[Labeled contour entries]
────────────────
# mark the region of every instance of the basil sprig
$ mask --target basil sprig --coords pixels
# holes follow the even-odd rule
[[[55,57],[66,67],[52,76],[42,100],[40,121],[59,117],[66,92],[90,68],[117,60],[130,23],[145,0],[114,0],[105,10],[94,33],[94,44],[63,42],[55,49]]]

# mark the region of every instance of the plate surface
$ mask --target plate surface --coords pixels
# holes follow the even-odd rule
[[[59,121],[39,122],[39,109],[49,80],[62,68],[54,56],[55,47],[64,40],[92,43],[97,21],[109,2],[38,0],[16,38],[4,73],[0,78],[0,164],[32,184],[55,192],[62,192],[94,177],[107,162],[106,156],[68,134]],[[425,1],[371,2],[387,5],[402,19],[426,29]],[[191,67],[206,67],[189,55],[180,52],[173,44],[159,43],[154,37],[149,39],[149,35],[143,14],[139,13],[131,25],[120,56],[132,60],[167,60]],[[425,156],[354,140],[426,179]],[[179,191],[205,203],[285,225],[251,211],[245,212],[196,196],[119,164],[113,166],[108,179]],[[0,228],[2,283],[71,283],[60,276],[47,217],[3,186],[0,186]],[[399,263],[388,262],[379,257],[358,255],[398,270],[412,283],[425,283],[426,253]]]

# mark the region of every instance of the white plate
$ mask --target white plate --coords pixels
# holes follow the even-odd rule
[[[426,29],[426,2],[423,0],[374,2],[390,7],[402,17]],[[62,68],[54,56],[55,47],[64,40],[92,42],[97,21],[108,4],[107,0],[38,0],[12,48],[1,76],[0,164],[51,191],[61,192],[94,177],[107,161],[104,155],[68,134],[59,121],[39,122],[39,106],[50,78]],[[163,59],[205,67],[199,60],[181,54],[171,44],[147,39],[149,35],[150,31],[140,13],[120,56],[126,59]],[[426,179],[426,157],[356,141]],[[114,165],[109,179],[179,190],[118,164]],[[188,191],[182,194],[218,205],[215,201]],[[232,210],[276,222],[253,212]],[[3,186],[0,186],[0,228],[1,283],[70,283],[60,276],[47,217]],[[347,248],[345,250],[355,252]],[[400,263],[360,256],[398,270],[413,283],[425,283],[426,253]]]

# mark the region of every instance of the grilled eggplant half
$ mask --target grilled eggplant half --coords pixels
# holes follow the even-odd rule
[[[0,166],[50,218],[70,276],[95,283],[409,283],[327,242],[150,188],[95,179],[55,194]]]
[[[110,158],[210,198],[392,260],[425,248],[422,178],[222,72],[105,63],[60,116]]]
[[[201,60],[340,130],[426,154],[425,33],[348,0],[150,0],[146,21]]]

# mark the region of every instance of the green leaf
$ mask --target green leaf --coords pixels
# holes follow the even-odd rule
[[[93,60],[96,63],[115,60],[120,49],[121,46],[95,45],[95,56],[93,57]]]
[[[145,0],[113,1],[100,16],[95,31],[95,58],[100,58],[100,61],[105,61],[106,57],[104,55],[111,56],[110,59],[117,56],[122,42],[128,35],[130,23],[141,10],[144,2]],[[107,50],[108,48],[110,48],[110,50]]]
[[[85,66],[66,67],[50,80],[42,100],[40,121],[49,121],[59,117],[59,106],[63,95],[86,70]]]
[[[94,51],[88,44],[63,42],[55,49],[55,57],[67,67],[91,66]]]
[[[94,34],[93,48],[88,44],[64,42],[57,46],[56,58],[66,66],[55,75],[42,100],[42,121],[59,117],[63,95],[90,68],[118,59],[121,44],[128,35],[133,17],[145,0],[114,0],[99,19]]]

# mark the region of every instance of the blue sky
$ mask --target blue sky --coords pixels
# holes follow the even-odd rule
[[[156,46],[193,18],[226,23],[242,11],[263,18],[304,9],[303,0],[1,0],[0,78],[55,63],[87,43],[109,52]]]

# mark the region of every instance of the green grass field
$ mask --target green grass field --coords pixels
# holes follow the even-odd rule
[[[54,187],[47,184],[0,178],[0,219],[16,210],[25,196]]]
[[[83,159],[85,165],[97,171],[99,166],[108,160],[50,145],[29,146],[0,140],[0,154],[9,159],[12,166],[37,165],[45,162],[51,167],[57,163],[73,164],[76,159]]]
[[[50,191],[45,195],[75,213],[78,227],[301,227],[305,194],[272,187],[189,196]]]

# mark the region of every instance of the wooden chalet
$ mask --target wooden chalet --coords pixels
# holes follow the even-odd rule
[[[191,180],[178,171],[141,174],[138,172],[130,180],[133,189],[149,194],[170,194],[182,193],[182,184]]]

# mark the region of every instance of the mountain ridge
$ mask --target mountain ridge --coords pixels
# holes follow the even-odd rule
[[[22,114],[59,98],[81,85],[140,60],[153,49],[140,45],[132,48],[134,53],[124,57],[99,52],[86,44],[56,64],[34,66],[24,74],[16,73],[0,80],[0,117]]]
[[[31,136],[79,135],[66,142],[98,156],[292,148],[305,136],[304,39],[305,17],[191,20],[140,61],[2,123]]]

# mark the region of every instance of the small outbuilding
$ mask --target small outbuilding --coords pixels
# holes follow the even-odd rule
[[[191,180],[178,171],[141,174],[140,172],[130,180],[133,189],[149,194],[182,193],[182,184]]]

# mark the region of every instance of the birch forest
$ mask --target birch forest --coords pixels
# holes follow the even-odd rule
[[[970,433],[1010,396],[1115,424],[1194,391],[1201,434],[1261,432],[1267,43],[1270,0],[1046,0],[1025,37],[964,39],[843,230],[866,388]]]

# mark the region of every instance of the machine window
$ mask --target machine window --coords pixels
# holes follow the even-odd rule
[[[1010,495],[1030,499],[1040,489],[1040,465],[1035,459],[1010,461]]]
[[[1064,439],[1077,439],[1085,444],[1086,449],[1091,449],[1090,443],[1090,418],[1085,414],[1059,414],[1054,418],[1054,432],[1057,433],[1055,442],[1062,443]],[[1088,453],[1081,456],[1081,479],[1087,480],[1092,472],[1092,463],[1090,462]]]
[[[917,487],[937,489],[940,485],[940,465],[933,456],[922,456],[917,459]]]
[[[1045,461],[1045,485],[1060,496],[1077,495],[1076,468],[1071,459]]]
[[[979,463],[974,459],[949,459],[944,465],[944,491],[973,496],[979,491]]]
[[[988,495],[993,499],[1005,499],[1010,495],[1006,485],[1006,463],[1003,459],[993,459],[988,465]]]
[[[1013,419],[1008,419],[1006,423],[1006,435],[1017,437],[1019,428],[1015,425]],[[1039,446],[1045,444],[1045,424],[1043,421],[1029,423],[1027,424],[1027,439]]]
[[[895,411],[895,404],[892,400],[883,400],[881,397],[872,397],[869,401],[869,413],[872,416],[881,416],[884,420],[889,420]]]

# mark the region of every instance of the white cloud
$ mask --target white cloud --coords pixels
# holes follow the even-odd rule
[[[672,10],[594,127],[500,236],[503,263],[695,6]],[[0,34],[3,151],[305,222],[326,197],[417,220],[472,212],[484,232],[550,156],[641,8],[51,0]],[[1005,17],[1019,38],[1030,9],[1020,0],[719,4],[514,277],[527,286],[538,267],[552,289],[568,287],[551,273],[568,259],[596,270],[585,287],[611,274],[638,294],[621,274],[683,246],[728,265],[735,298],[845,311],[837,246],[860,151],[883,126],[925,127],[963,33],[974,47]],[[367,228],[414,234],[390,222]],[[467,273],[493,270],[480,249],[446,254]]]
────────────────
THE PROBLEM :: Each line from the one with "# mark the region of every instance of the white cloud" through the last line of the records must be written out word for word. Include nothing else.

RESPONSE TO THE EXERCISE ::
# mark the region of every instance of the white cloud
$ mask --target white cloud --coords pixels
# holes follow the even-odd rule
[[[672,10],[594,127],[500,236],[503,263],[695,6]],[[0,34],[3,151],[305,222],[326,197],[417,220],[472,212],[484,232],[550,156],[641,8],[51,0]],[[1005,17],[1019,38],[1030,9],[1020,0],[719,4],[514,277],[527,286],[538,267],[552,289],[568,287],[551,273],[568,259],[596,270],[585,287],[611,274],[638,294],[621,274],[683,246],[728,265],[735,298],[845,311],[837,246],[860,151],[883,126],[925,127],[963,33],[974,47]],[[367,228],[414,234],[390,222]],[[467,273],[493,270],[480,249],[446,254]]]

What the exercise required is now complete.